#### [Text to read]

The cut to the cash ISA allowance for under 65s, announced in the Budget, may push more savers towards investments and offers advisers a timely opportunity to reassess how clients balance security and long-term growth.
From April 2027, under 65s will only be able to put £12,000 into a cash ISA within the £20,000 overall allowance.
According to Fidelity International, that shift could encourage savers to look beyond cash and consider investment-based tax wrappers.
Cash versus investing since 2017
Fidelity’s analysis tracks returns since April 2017, when the ISA allowance was first increased to £20,000. Over that period:
| ISA Strategy | Value Today (Oct 2025) |
|---|---|
| £20k held in cash ISA | £23,549 |
| £20k in global equities | ~£50,700 |
| Inflation-adjusted value needed | £27,000 |
Prices have risen by more than a third in that time. While cash savers have fallen behind inflation, equity investors have more than doubled their original investment.
Jemma Slingo, pensions and investment specialist at Fidelity International, said:
“Cash will always have a role in short-term security and peace of mind. But when it comes to growing wealth over time, investing can provide a much better buffer against inflation.”

Saved items:
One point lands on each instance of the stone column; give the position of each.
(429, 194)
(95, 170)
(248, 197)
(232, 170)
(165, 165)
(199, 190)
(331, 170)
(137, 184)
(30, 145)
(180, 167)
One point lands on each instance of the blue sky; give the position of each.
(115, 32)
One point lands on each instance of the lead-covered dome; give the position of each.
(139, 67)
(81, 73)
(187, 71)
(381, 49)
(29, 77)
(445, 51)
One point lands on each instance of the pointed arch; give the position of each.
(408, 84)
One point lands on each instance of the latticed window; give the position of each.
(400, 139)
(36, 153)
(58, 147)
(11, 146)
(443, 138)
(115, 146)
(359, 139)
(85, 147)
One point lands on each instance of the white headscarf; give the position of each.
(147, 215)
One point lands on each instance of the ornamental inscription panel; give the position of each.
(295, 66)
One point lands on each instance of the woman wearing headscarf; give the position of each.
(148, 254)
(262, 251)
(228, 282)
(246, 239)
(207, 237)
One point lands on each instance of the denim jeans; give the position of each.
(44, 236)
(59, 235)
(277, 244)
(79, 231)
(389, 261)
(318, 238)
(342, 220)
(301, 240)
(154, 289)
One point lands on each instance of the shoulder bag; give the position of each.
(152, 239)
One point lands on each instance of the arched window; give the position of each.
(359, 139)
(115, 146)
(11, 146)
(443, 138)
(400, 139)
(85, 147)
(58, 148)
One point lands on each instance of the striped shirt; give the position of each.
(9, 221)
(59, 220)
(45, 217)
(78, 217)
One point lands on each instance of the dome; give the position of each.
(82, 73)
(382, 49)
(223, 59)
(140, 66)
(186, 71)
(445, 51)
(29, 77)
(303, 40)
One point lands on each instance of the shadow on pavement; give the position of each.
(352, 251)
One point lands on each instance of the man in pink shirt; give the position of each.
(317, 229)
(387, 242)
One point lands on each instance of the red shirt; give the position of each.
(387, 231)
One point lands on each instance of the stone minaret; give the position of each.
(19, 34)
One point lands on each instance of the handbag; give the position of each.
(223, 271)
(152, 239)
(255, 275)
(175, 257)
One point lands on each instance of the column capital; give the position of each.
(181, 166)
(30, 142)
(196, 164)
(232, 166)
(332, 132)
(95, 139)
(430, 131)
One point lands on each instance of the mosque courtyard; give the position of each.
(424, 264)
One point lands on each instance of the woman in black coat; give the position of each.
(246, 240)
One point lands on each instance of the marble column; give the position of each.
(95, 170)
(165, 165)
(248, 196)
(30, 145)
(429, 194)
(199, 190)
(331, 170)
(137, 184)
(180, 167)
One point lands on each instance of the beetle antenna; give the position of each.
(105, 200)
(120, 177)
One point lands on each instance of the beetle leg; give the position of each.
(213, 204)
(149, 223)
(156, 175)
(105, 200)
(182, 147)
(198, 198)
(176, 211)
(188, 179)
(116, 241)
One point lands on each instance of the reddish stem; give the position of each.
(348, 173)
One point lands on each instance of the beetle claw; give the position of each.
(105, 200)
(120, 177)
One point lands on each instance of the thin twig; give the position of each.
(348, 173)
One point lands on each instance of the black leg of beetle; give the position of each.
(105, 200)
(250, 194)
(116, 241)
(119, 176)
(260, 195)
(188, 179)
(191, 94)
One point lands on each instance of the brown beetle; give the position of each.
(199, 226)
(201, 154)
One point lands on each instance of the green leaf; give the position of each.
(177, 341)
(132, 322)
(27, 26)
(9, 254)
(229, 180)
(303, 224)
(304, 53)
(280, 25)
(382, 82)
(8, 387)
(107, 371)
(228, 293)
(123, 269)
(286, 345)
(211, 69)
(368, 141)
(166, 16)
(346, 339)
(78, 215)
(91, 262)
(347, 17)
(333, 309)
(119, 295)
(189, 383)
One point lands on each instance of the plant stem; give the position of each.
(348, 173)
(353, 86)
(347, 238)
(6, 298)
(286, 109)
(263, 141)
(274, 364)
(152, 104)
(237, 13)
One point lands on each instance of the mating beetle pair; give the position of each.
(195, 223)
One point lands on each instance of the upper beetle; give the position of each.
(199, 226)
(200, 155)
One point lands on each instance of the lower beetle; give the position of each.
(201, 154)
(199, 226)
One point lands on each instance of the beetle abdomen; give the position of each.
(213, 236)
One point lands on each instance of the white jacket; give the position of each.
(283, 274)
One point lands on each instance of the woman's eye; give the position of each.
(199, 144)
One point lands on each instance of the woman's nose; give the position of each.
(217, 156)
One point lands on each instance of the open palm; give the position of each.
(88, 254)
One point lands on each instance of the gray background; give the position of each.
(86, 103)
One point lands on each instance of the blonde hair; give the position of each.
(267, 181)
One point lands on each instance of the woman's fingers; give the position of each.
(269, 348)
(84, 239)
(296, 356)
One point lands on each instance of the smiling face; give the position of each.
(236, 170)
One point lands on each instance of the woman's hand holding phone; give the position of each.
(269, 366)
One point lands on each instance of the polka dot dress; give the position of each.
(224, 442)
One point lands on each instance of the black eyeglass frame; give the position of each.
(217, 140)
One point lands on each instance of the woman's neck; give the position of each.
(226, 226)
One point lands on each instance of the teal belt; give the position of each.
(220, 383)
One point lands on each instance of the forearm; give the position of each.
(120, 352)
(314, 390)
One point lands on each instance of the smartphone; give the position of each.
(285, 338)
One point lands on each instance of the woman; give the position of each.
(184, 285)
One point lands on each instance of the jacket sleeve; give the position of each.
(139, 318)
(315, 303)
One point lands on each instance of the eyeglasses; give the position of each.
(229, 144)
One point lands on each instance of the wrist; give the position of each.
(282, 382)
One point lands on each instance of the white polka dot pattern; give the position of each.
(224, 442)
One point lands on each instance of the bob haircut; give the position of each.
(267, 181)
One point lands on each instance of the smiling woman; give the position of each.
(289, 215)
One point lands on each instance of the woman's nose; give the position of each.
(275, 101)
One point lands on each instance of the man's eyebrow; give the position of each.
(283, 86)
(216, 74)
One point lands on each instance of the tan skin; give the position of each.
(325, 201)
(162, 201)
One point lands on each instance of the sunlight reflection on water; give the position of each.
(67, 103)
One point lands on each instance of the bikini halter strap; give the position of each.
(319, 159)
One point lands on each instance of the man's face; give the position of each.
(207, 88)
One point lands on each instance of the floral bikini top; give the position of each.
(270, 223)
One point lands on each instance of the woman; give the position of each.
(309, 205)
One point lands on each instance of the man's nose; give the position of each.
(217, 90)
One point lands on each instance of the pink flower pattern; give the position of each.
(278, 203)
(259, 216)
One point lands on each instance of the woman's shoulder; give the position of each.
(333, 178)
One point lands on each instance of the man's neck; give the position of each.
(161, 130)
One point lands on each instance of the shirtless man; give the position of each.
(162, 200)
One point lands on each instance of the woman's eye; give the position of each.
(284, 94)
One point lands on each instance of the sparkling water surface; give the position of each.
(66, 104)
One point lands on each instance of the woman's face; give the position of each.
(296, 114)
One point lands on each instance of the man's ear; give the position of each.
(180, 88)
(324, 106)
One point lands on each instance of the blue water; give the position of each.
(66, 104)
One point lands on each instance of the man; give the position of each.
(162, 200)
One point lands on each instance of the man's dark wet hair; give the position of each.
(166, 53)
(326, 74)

#### [Directions]
a: Find each row that contains the word "bikini" and copy every one of those lines in full.
b: Write the next part of the article on the cash ISA cut, starting after its final sentence.
These rows have no connection to the article on the cash ISA cut.

#### [The answers]
a:
One point lands on each instance of the bikini halter strap; give the position of each.
One point lands on each instance of the floral bikini top; give the position of each.

b:
Blended approach could appeal to cautious savers
A saver who split the 2017 ISA allowance, placing £12,000 in cash and £8,000 in global equities, would now have around £34,400. That is well ahead of cash-only returns, with less volatility than a fully equity-based strategy.
Regular investing shows meaningful compounding benefits
For those making full annual ISA contributions since 2017, the difference in outcomes is significant:
| Strategy | Value Today (Oct 2025) |
|---|---|
| Cash ISA only | ~£205,000 |
| 100 percent in global equities | ~£335,000 |
| 50/50 blended | ~£269,000 |
Slingo added: “The ISA allowance change is a reminder to check whether clients’ portfolios are working as hard as they could. Even modest exposure to equities has historically delivered much stronger long-term outcomes than cash.”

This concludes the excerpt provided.